Exercise brief>
Exactly repeat all the records below, omitting the images they hold.

=== Stored records ===

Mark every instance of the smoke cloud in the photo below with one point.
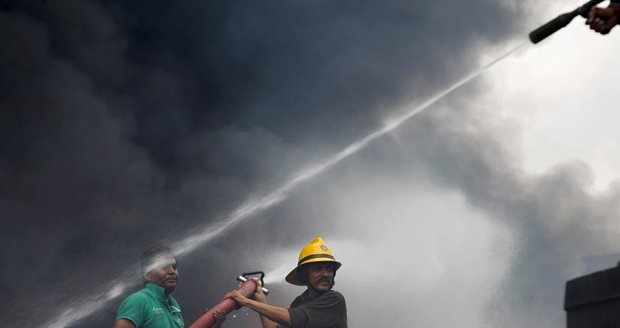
(126, 124)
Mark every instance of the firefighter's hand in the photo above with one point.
(602, 20)
(259, 296)
(219, 318)
(237, 297)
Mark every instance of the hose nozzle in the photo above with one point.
(561, 21)
(244, 277)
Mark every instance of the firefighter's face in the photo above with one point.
(165, 276)
(320, 276)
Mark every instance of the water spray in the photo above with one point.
(83, 308)
(247, 289)
(561, 21)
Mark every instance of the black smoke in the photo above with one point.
(126, 124)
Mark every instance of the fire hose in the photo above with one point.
(247, 289)
(561, 21)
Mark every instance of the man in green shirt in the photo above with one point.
(154, 306)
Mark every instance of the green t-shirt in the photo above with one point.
(149, 308)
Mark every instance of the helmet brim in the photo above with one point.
(293, 276)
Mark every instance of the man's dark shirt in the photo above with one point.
(328, 310)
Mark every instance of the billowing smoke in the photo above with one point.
(126, 124)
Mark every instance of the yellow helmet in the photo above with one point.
(315, 251)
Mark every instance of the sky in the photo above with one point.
(129, 124)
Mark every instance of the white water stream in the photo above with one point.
(85, 307)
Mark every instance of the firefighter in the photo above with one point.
(154, 306)
(317, 307)
(602, 20)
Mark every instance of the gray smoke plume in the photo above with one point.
(126, 124)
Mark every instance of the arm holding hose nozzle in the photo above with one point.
(561, 21)
(602, 20)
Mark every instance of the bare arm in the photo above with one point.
(270, 315)
(123, 323)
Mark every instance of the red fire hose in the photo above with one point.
(247, 289)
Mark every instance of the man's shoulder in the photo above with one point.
(138, 297)
(334, 294)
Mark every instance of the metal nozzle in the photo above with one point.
(242, 278)
(561, 21)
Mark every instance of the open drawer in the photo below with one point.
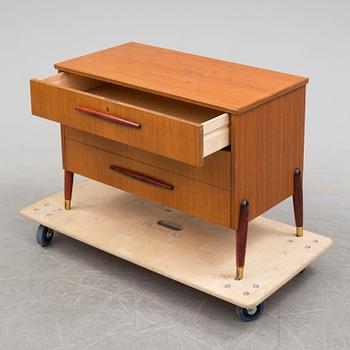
(168, 127)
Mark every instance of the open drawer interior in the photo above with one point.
(212, 121)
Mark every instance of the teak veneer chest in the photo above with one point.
(218, 140)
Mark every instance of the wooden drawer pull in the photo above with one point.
(108, 117)
(141, 177)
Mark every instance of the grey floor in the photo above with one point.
(72, 296)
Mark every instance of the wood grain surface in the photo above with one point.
(184, 139)
(193, 197)
(215, 170)
(267, 146)
(201, 80)
(201, 255)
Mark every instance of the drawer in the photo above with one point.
(190, 196)
(164, 126)
(215, 170)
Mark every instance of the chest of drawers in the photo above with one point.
(215, 139)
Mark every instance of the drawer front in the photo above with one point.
(215, 170)
(190, 196)
(172, 137)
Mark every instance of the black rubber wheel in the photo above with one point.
(44, 235)
(248, 315)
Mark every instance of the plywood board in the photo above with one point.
(201, 255)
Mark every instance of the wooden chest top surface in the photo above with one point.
(210, 82)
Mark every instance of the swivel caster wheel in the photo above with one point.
(248, 315)
(44, 235)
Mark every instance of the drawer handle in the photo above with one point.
(141, 177)
(108, 117)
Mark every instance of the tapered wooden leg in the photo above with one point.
(242, 232)
(298, 202)
(68, 187)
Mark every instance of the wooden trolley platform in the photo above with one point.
(186, 249)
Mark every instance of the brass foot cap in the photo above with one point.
(67, 204)
(239, 273)
(299, 231)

===

Answer for the task>
Mark every instance of the smoke cloud in the photo below with one point.
(126, 124)
Mark every instance of the firefighter's hand in the photo above with one point.
(602, 20)
(259, 296)
(219, 318)
(237, 297)
Mark every instance of the hose nozzle in the photo above with one point.
(561, 21)
(244, 277)
Mark every instance of the firefighter's face in the photo above with one point.
(165, 276)
(320, 276)
Mark every instance of the water spray in the photo above with one point.
(83, 308)
(247, 289)
(561, 21)
Mark every instance of the black smoke in the photo above with one point.
(126, 124)
Mark every instance of the fire hose in the photo above with one point.
(247, 289)
(561, 21)
Mark every instance of the man in green shirt in the photo above with one point.
(154, 306)
Mark every instance of the green t-shirt in the photo above with one point.
(149, 308)
Mark every instance of the helmet brim in the photo above with one point.
(293, 276)
Mark every instance of the man's dark shirt in the photo above with one point.
(328, 310)
Mark every instance of the billowing smoke in the photo above with one point.
(126, 124)
Mark every instance of the yellow helmet in the photo above with one point.
(315, 251)
Mark every instance of the sky in the photo above with one point.
(129, 124)
Mark every instance of the white water stream in the photo above with one point.
(85, 307)
Mark every instance of the firefighter in the photo above with one point.
(154, 306)
(317, 307)
(602, 20)
Mark every instance of the gray smoke plume in the photo above with one point.
(126, 124)
Mark every instance of the arm holding hose nozzle in the photo above with one point.
(561, 21)
(602, 20)
Mark every instance of the bare arm in the photo above with one point.
(270, 315)
(123, 323)
Mark every instance of the red fire hose in the photo above with one point.
(247, 289)
Mark every instance of the man's shoulder in the photo above with one point.
(138, 297)
(334, 294)
Mark every instance of the metal nozzle in the photo above with one point.
(242, 278)
(561, 21)
Mark every instance of the open drawer in the photo below with one point.
(168, 127)
Mark every instance of the open drawer interior in the photo above with one point.
(212, 121)
Mark every instance of the teak veneer chest in the photo above with one point.
(218, 140)
Mark every instance of the wooden drawer pull in the photo above with one point.
(108, 117)
(141, 177)
Mark every instance of the grey floor in the photo above with one point.
(72, 296)
Mark every instance of the wood grain surface in the photo above with one point.
(184, 139)
(193, 197)
(215, 170)
(267, 146)
(201, 80)
(201, 255)
Mark every instance of the drawer in the photo above with one point.
(190, 196)
(164, 126)
(215, 170)
Mark every instance of the chest of drawers in the photo above with one point.
(215, 139)
Mark every instance of the drawer front in the photo above with one point.
(215, 170)
(190, 196)
(172, 137)
Mark every instance of the black rubber wheel in the photo above with one point.
(44, 235)
(248, 315)
Mark every instance of the plywood board in the photo above with one point.
(201, 255)
Mark every instance of the wooden chest top surface in the photo above with one point.
(210, 82)
Mark every instance of the swivel caster wheel in the photo above with one point.
(248, 315)
(44, 235)
Mark every instance of the drawer handle in the photo above with one point.
(141, 177)
(108, 117)
Mark every instance of the tapered wooden leg in the photo above with one point.
(242, 232)
(298, 202)
(68, 187)
Mark every instance of the wooden trolley platform in the photo above with one point.
(186, 249)
Mark every instance of the brass foot cap in the photo above with one point.
(67, 204)
(239, 273)
(299, 231)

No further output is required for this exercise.